Objective = Return each line in the records below that contains the word "tree", copied without any changes.

Region labeling records:

================

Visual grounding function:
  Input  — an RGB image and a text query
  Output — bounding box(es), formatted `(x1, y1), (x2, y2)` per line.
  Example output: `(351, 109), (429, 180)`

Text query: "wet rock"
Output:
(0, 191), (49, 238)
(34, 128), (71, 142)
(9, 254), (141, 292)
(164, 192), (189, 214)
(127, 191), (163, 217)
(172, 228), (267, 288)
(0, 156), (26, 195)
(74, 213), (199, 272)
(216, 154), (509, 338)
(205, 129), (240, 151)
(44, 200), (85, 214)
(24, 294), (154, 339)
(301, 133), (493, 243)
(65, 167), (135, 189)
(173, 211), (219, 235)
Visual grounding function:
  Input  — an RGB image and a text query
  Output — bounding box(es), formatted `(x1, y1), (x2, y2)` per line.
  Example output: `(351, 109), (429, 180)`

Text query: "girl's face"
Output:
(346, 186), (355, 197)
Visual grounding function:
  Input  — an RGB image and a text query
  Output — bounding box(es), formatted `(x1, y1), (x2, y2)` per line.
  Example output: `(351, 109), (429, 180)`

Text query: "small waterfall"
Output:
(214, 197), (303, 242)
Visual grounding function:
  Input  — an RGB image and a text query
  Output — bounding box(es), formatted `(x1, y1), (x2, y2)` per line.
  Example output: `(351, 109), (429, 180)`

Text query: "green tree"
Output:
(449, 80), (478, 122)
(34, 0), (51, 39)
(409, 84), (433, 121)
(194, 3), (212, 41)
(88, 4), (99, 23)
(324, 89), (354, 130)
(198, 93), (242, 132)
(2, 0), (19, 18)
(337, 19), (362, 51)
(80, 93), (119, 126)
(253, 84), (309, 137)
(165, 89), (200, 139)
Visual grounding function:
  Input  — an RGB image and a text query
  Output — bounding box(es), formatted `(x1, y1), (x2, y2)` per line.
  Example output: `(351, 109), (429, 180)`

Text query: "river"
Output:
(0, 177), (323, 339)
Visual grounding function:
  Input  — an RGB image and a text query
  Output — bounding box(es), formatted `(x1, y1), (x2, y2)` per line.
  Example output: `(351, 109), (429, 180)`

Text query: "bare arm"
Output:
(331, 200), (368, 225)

================

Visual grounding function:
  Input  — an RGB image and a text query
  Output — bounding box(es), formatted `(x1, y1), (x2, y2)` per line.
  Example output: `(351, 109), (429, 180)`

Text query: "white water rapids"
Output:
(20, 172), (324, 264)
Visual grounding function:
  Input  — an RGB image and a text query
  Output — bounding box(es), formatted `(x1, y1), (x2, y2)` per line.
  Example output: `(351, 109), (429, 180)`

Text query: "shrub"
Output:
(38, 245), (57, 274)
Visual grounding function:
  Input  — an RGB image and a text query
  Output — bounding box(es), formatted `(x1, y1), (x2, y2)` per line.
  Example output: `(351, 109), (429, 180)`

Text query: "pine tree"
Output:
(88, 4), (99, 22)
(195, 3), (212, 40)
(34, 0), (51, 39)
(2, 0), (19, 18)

================

Exercise response =
Text query: "green tree"
Text query: "pine tree"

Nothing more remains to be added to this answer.